▶ _Your goal_
Rewrite all the records, swapping every "Tag each instance" for "Mark every occurrence" and changing nothing else. Leave the pictures out of your answer.
··· Given records ···
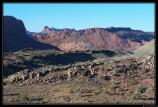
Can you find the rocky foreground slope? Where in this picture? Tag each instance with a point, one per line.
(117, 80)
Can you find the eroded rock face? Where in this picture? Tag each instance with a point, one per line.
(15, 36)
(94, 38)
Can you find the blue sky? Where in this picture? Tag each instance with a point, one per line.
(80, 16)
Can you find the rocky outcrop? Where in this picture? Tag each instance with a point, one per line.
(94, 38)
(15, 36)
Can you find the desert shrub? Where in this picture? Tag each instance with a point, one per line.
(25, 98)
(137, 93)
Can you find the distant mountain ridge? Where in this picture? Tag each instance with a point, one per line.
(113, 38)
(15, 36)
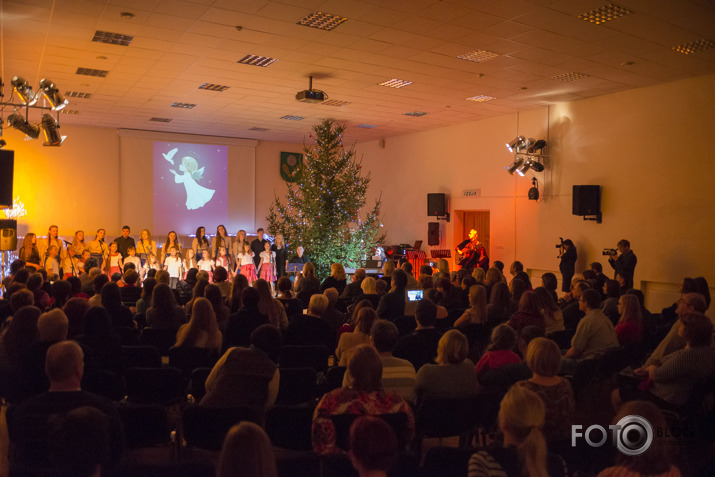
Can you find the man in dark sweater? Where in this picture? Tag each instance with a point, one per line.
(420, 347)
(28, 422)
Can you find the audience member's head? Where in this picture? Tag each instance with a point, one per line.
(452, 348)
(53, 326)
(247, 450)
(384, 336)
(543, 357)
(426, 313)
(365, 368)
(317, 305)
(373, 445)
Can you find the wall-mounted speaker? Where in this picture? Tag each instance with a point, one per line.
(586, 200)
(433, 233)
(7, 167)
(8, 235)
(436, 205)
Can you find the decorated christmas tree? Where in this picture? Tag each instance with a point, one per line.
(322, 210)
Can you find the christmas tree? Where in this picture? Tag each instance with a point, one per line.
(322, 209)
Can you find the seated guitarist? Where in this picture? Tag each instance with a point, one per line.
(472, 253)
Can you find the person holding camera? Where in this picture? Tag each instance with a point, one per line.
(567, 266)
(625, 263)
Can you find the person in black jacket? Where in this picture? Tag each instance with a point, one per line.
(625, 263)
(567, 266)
···
▶ _Reply to the task_
Can you find the rocky foreground slope? Where in this picture? Mark every occurrence with a point, one per line.
(117, 80)
Can you find the eroded rock face? Where in this picture? Mark every occurrence with a point, one per line.
(15, 36)
(94, 38)
Can you find the blue sky? Where in this picture? Mark every occurrence with a point, one per line.
(80, 16)
Can you find the rocky outcrop? Where in this picture? Mark every occurrence with a point, one per line.
(94, 38)
(15, 36)
Can you find the desert shrub? Where in this picture? Mark every occurrence with a point, one per line.
(25, 98)
(137, 93)
Can you find the distant mountain ridge? Where in this picture? Mark every occurrence with a point, one per line.
(113, 38)
(15, 36)
Can you find the man in dark sweater? Where in this picture? Mark every occurrence with a point, one per line.
(420, 347)
(28, 422)
Can you find the audience member's head? Where in this picture? Mark every occurrence with a point, one per line.
(452, 348)
(53, 326)
(247, 450)
(384, 336)
(543, 357)
(426, 313)
(365, 368)
(317, 305)
(373, 445)
Can you find the wall-mounted speaker? Where in this picture? Mark every occurrence with a point, one per line.
(586, 200)
(433, 233)
(7, 167)
(8, 235)
(436, 205)
Can you find the decorated christmas tree? Where in this picture? Mark every occurrence with a point, one per line.
(322, 210)
Can you find the christmas tree? Where in this picture? Mark every occurrence with a point, one per line.
(322, 209)
Can you find the seated guitarist? Where in this picture? Mark every occurrence with a point, one per line.
(472, 253)
Can you find the person holding camera? Where in this picture? Mark every occurrence with a point, one per line.
(567, 266)
(625, 263)
Can you find the person in black jacket? Where in this picture? Mark every occurrence with a point, one per line.
(625, 263)
(567, 266)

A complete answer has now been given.